[start of Text to read]
Any Widespread Panic Players Here?

For now, here's 6 versions, around 3:45 each, 70, 75, 80, 85, 90, 95, 100 BPM (I know you can stretch them yourself, but this went very quickly).




Why do you think so? And is it your phrasing or rather your articulation? Or both?
Just to make sure:
Phrasing = tonal choices, rhythmic choices, partially dynamic choices, can be played on pretty much all instruments.
Articulation = Instrument based tonal shapings (bends, slurs, slides, anything guitar related in this case).

And well, even if your phrasing and/or articulation suck (which I have no idea about), the good thing is, that (unlike with any kind of fretboard wizardry) you can improve on it at any age and with not all *that* much effort. At least for phrasing that is true.
Ever thought about pickups? Not the things to grab your guitar tone but musical pickups - as in some little lines anticipating whatever target notes? In case you haven't, IMO that'd be a great place to start, especially as there's little technical stuff involved (at least for a start).



Are you using a modeler with onboard interface? Well, it actually doesn't matter much. As long as you can make things heard when you play, you could as well just record with a smartphone.


Probably a little of both phrasing and articulation, plus leaving space. I notice a lot of what I consider tasteful playing has spots with nothing but the rhythm section. in and out with the soloing so to speak.

For pickups are you referring to notes before or leading into a root or target note? If not, maybe a better description is needed.
[end of Text to read]
[start of Data provided]
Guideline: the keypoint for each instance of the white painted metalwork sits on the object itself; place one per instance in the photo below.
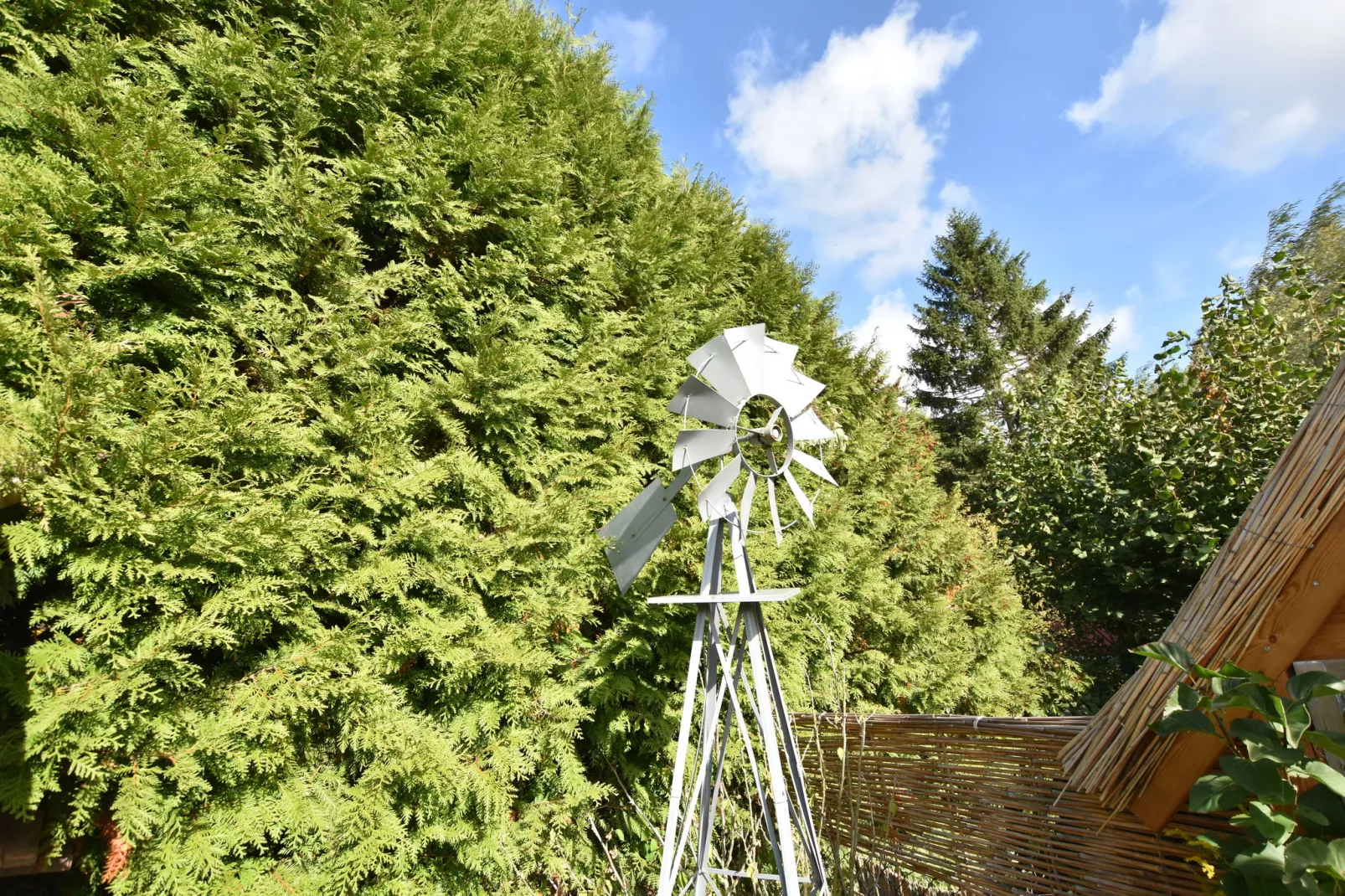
[end of Data provided]
__Exercise tasks__:
(1) According to the forum thread, about how long is each of the versions offered?
(2) Retype the stretch of the forum thread from "For now, here's" through "articulation? Or both?".
(3) List every tempo, in BPM, that the forum thread gives for the versions.

__Answers to the problems__:
(1) Around 3:45 each.

(2)
For now, here's 6 versions, around 3:45 each, 70, 75, 80, 85, 90, 95, 100 BPM (I know you can stretch them yourself, but this went very quickly).




Why do you think so? And is it your phrasing or rather your articulation? Or both?

(3) 70, 75, 80, 85, 90, 95, 100 BPM